══ Trecho ══

Certa vez, alguém me fez a seguinte pergunta: "Por que foi que Deus escolheu um povo em detrimento dos demais?" Respondi dizendo que Deus ao escolher Israel, não o fez em detrimento, mas, sim, em favor de todas as demais nações da terra.
As raízes da formação do povo hebreu são descentralizadoras e missionárias, pois nasceu recebendo o apelo missionário de beneficiar a todos os demais povos com a mesma bênção com que foi contemplado por Deus. Abraão foi abençoado por Deus para se tornar uma bênção para todas as demais famílias da Terra (Gn 12.3). Ele não deveria represar a bênção em si mesmo ou em sua própria família. Deus é criador de todos, ama a todos e oferece graça e bençãos a todos os povos, línguas e nações. O livro de Gênesis mostra isto com clareza.

═══
══ Material fornecido ══

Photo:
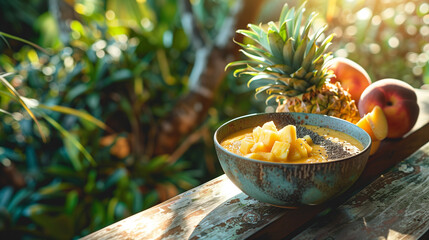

═══

→ **O que fazer**
Reproduza o trecho sobre a escolha de Israel desde "Certa vez, alguém" até "nações da terra.", inclusive, trocando "detrimento" por "prejuízo".

→ **Resultado**
Certa vez, alguém me fez a seguinte pergunta: "Por que foi que Deus escolheu um povo em prejuízo dos demais?" Respondi dizendo que Deus ao escolher Israel, não o fez em prejuízo, mas, sim, em favor de todas as demais nações da terra.